# Exercise brief
Rewrite all of the records below, swapping "Would you be able to" for "Could you" and leaving everything else unchanged. Leave the pictures out of your answer.

>> start Records shown

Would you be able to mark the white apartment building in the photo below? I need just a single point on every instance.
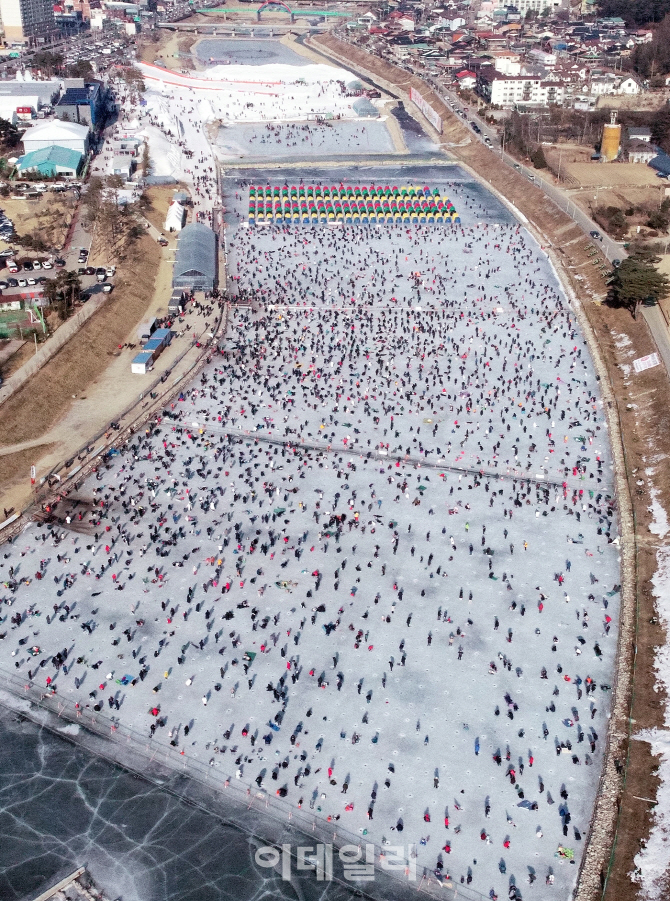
(28, 21)
(522, 90)
(538, 6)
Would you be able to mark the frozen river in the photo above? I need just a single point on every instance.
(304, 139)
(247, 52)
(364, 564)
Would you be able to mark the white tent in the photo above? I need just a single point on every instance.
(62, 134)
(174, 221)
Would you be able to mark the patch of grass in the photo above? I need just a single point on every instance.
(39, 404)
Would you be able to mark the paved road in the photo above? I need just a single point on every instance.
(659, 331)
(610, 248)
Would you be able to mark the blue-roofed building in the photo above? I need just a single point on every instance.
(81, 102)
(50, 162)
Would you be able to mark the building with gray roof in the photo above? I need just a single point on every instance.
(195, 264)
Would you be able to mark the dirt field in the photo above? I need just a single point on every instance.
(650, 101)
(64, 382)
(646, 436)
(50, 215)
(606, 175)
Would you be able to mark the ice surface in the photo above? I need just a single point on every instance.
(248, 52)
(444, 396)
(304, 140)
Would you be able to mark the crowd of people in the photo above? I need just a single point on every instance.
(368, 561)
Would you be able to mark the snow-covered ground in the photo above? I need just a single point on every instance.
(427, 584)
(259, 93)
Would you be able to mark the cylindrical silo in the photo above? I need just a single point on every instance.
(611, 143)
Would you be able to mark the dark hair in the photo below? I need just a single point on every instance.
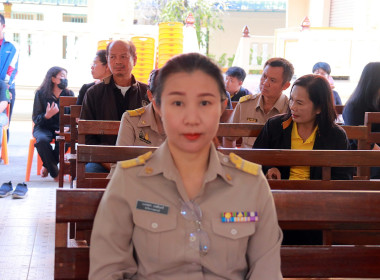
(102, 56)
(366, 92)
(129, 44)
(152, 81)
(189, 63)
(322, 65)
(236, 72)
(47, 85)
(286, 66)
(321, 95)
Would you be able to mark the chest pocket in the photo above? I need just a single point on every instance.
(155, 236)
(233, 230)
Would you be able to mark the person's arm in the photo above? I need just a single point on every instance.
(125, 137)
(111, 250)
(3, 106)
(263, 141)
(341, 143)
(263, 252)
(88, 112)
(13, 66)
(39, 110)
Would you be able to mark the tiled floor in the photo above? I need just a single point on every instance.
(27, 236)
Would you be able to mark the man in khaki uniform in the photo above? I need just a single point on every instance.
(140, 127)
(269, 102)
(143, 230)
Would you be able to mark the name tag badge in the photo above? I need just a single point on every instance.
(152, 207)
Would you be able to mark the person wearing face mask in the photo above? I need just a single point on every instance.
(46, 118)
(99, 71)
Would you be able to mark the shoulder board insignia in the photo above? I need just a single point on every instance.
(136, 112)
(245, 98)
(136, 161)
(244, 165)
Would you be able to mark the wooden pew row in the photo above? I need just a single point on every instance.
(321, 210)
(328, 159)
(64, 136)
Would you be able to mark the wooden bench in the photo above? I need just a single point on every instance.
(339, 109)
(324, 158)
(321, 210)
(64, 136)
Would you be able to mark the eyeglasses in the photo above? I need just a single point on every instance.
(198, 238)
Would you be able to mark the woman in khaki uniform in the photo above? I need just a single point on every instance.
(187, 211)
(143, 126)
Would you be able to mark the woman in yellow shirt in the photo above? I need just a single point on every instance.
(309, 125)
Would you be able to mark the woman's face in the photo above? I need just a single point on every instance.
(190, 110)
(98, 70)
(301, 107)
(57, 79)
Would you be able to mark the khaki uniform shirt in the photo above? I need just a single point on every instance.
(250, 109)
(138, 128)
(139, 232)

>> end Records shown

# Output for this exercise
Could you mark the white apartment building in the photo below? I need just a single point on every instance.
(28, 21)
(522, 90)
(538, 6)
Could you mark the frozen river in the photo above? I need just a single point on every instance.
(304, 139)
(247, 52)
(364, 564)
Could you mark the white tent in the photo above? I need just a single point on every instance.
(62, 134)
(174, 221)
Could you mark the patch of grass in the photo above? I need just a single point on every instance.
(39, 404)
Could you mark the paved road in the photo above? I need just a single point on every instance.
(659, 331)
(610, 248)
Could you mark the blue-roofed building in the photo above? I need just a single point on every instance.
(81, 102)
(50, 162)
Could you mark the building with gray roof in the photo above? I need just a single point on every instance.
(195, 264)
Could you mark the dirt field in the photo above? I need just a single point on every instance.
(650, 101)
(64, 382)
(646, 436)
(50, 215)
(606, 175)
Could you mark the ice surface in the photo above? I need just a single point on every instance.
(248, 52)
(444, 396)
(304, 140)
Could you mark the crowd of people in the photo above? I need just a single point on every instance.
(368, 561)
Could you mark the snow-covered ground in the photo above? I need just a single point on every instance.
(427, 584)
(259, 93)
Could you mark the cylindrical silo in the photo above? I need just a single point on every instance.
(611, 143)
Could you mark the dark hair in the photo below? I need just a single point on every instance.
(102, 56)
(366, 92)
(129, 44)
(152, 81)
(189, 63)
(322, 65)
(236, 72)
(47, 85)
(286, 66)
(321, 95)
Could you mark the chest pocket in the photo above? I need just a single point on every instance.
(155, 236)
(233, 230)
Could you mark the person's arm in the photo above? I need just a single point on every instance.
(125, 137)
(111, 250)
(3, 106)
(263, 141)
(341, 143)
(263, 252)
(88, 112)
(13, 66)
(39, 110)
Could you mark the tiled floor in the photo above? I need just a single point on every instance.
(27, 236)
Could you mark the man in khaki uniform in the photo above? I need just a single point on every instance.
(140, 127)
(269, 102)
(143, 230)
Could you mark the name tag badge in the photo above? I need just a single point on every instance.
(152, 207)
Could you mark the person wearing face mask in the photo above? I need just a single point on every instance.
(46, 118)
(99, 71)
Could you mark the shoulder board insignia in the photo above? I need just a single point on every instance.
(136, 112)
(245, 98)
(136, 161)
(244, 165)
Could you mark the wooden pew row in the photo above? I need just a single point on every instance.
(321, 210)
(328, 159)
(64, 136)
Could you mark the wooden bench in the photo above? I need just a single point on every instance.
(339, 109)
(324, 158)
(321, 210)
(64, 136)
Could you mark the eyeglasses in the photo above? I need just a single point on every instance.
(198, 238)
Could you mark the woman in khaki uniform in the photo above? I need just a single point on every instance.
(187, 211)
(143, 126)
Could you mark the woman in yellow shirt in the photo above? I need just a single point on every instance.
(309, 125)
Could you mark the woman's face in the photo above? I need just a single point on every instance.
(190, 110)
(98, 70)
(301, 107)
(57, 79)
Could you mark the khaki uniform shirt in the photo above? I need just a single point on every instance.
(250, 109)
(138, 128)
(139, 232)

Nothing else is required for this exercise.